_Required action:_
Your output should repeat each record below with no differences.

Stored data entries
--------------------
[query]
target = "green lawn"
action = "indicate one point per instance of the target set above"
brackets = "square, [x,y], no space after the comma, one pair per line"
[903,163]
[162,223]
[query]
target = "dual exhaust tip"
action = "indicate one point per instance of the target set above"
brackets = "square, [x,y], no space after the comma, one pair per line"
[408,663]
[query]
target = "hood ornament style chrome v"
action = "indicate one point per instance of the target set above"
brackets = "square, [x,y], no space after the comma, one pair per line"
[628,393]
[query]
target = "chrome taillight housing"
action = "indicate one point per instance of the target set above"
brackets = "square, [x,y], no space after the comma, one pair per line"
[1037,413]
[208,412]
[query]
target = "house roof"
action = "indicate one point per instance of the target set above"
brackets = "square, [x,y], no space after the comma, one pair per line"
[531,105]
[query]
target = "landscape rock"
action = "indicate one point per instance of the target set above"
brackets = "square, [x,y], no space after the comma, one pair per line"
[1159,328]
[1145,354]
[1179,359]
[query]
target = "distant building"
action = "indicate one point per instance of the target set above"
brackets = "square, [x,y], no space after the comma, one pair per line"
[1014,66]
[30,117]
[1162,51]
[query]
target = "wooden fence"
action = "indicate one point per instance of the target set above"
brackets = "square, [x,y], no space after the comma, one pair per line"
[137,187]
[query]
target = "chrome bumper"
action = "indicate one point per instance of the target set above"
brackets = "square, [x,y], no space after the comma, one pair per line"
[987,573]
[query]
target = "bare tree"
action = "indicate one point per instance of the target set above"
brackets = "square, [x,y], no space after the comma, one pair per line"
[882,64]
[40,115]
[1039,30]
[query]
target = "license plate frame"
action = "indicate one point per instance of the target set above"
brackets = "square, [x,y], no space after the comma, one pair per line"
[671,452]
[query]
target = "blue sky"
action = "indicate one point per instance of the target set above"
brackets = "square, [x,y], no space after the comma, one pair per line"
--------------------
_Result of this task:_
[query]
target = "green lawn"
action = "indicate one point per instance of the target set above"
brackets = "square, [x,y], no space after the comma, one pair per line"
[903,163]
[162,223]
[query]
target = "dual exhaust tip"
action = "indicate one point per instance of the target set above"
brackets = "square, [x,y], no space after the comma, one pair per line"
[408,663]
[query]
target = "hood ornament style chrome v"
action = "indicate one point per instance of the target set above"
brackets = "square, [x,y], no space after the comma, one pair per line"
[628,393]
[query]
target = "chrome taillight housing"
action = "indicate one point per instance of the target set above"
brackets = "square, [x,y], no space after the comma, one pair per line"
[1037,413]
[208,412]
[query]
target = "house roof"
action = "indicate one point per instance of the target set above"
brackets = "square, [x,y], no space after the comma, one pair per line"
[531,105]
[query]
target = "landscape rock"
action = "indicate one point per instance of the target set above"
brackets = "square, [x,y], no space after the comma, one pair per line"
[1159,328]
[1145,354]
[1179,359]
[query]
target = "distant building"
action = "indicate one point per instance of the target set above"
brackets = "square, [x,y], no space after the comma, one pair per line"
[1014,66]
[30,117]
[1162,51]
[query]
target = "wooden fence"
action = "indicate one point per instance of the target set above"
brackets = "square, [x,y], no space after the comma, one pair per line"
[137,187]
[query]
target = "chrome bumper"
action = "indicate one point per instance of the target set above"
brackets = "square, [x,y], no space after the comma, one pair per line"
[987,573]
[query]
target = "bare tree"
action = "indicate one point per instance of the target set above"
brackets = "square, [x,y], no space after the comma, one pair per line"
[882,64]
[40,115]
[1039,30]
[query]
target = "license plate frame"
action = "indicate one point per instance of the target set above"
brackets = "square, [x,y], no space after the comma, one pair per line"
[671,452]
[query]
target = "blue sky"
action = "indicate one point per instance of the target set above"
brackets = "square, [x,y], no space after the comma, one pair per line"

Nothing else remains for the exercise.